MATERIAL TO PROCESS
═══

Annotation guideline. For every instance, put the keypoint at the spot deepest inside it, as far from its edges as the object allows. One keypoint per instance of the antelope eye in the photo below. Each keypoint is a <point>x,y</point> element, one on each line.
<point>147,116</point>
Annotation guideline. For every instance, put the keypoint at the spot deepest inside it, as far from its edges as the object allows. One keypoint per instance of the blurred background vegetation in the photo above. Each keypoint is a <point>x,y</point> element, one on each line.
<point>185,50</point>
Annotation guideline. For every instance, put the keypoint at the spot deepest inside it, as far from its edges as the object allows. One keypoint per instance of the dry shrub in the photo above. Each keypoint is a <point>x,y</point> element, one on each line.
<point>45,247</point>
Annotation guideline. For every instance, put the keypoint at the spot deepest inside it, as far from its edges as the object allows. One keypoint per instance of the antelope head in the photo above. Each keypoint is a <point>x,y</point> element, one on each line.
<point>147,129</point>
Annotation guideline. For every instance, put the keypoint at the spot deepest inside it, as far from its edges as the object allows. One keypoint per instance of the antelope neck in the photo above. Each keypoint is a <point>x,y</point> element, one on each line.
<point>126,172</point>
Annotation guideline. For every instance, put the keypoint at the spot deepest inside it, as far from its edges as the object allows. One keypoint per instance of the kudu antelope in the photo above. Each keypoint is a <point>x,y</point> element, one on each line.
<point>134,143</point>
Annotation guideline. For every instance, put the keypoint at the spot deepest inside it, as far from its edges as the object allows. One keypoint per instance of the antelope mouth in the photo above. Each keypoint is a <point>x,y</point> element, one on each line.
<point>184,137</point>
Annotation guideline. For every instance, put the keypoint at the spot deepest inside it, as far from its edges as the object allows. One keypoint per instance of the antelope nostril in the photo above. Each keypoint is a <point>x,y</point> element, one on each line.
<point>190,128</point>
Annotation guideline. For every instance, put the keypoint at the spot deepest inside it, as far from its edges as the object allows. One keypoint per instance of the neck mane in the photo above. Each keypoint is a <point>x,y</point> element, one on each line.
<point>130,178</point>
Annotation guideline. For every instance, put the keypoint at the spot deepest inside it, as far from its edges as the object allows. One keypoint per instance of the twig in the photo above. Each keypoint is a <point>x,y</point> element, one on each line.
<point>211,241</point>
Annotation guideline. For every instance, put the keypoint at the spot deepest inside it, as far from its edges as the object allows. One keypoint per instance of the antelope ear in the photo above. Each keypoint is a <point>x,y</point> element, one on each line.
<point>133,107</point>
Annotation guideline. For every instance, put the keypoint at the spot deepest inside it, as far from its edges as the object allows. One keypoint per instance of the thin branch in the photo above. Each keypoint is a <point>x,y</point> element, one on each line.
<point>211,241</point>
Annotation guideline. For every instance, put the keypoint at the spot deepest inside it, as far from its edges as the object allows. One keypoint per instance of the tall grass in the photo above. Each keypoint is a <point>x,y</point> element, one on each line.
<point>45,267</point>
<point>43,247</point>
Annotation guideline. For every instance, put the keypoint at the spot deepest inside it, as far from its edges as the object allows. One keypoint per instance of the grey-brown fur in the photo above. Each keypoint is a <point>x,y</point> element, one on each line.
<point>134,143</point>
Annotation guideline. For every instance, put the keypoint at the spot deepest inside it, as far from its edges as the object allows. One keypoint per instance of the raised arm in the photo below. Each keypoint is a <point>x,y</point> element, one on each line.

═══

Arrange all of the records above into a numbered list, omitting any blank lines.

RESPONSE
1. Annotation guideline. For every instance, put the keypoint at the spot deepest inside it, as far from its edges as the object allows. One keypoint per instance of the antelope eye in the photo below. Each keypoint is a <point>x,y</point> element, one on each line.
2. <point>147,116</point>
3. Annotation guideline. For every instance, put the keypoint at the spot deepest inside it, as far from its edges as the object allows. One keypoint per instance of the blurred background vegetation in the photo above. Each keypoint is a <point>x,y</point> element, one on each line.
4. <point>185,50</point>
5. Annotation guideline. For every instance, put the keypoint at the spot deepest inside it, as far from its edges as the object allows. One keypoint per instance of the dry shrub in the photo above. Each keypoint is a <point>x,y</point> element, one on each line.
6. <point>45,247</point>
7. Annotation guideline. For every instance, put the keypoint at the spot deepest inside it, as far from its edges as the object allows. One keypoint per instance of the antelope head in the photo above. Each keypoint is a <point>x,y</point> element, one on each line.
8. <point>147,129</point>
9. Annotation guideline. For every instance, put the keypoint at the spot deepest inside it, as far from its edges as the object allows. One keypoint per instance of the antelope neck in the photo above. Each keypoint is a <point>x,y</point> element, one on each line.
10. <point>126,172</point>
11. Annotation guideline. For every instance, put the keypoint at the spot deepest inside it, as far from its edges as the object allows. One keypoint per instance of the kudu antelope in the photo above. Each keypoint is a <point>x,y</point> element, one on each line.
12. <point>134,143</point>
13. Annotation guideline. For every instance, put the keypoint at the spot deepest inside it, as far from its edges as the object allows. One keypoint per instance of the antelope mouth in the photo above. Each keypoint is a <point>x,y</point> element, one on each line.
14. <point>184,137</point>
15. Annotation guideline. For every instance, put the keypoint at the spot deepest inside it, as far from its edges as the object allows. One keypoint per instance of the antelope nostril in the photo above. Each keypoint is a <point>x,y</point> element, one on each line.
16. <point>190,128</point>
17. Annotation guideline. For every instance, put the keypoint at the spot deepest inside it, as far from its edges as the object allows. One keypoint per instance of the neck mane in the photo above. Each keypoint is a <point>x,y</point> element, one on each line.
18. <point>130,178</point>
19. Annotation guideline. For every instance, put the keypoint at the spot deepest inside it, as far from its edges as the object allows. One keypoint per instance of the twig in the photo above. Each keypoint is a <point>x,y</point> element, one on each line.
20. <point>211,241</point>
21. Annotation guideline. For every instance, put the keypoint at the spot deepest inside it, as far from its edges as the object allows. One keypoint per instance of the antelope ear in the photo above. Each keypoint is a <point>x,y</point> element, one on each line.
22. <point>133,107</point>
23. Annotation guideline. For every instance, put the keypoint at the spot deepest inside it, as far from its edges as the object allows. One keypoint per instance of the thin branch in the photo above. Each keypoint is a <point>x,y</point> element, one on each line.
24. <point>211,241</point>
25. Annotation guideline. For every instance, put the keypoint at the spot deepest inside it, as far from its edges as the object allows. One keypoint per instance of the tall grass in the photo above. Each keypoint is a <point>x,y</point> element, one on each line.
26. <point>45,267</point>
27. <point>43,247</point>
28. Annotation guideline. For every instance, put the keypoint at the spot deepest inside it, as far from its edges as the object allows. One keypoint per instance of the grey-brown fur in the photo above. Each keypoint is a <point>x,y</point> element, one on each line.
29. <point>134,143</point>
30. Annotation guideline. For every instance, put the keypoint at the spot deepest inside it, as far from its edges as the object allows. One keypoint per instance of the raised arm in the photo below. Each keypoint is a <point>x,y</point> element, one on each line.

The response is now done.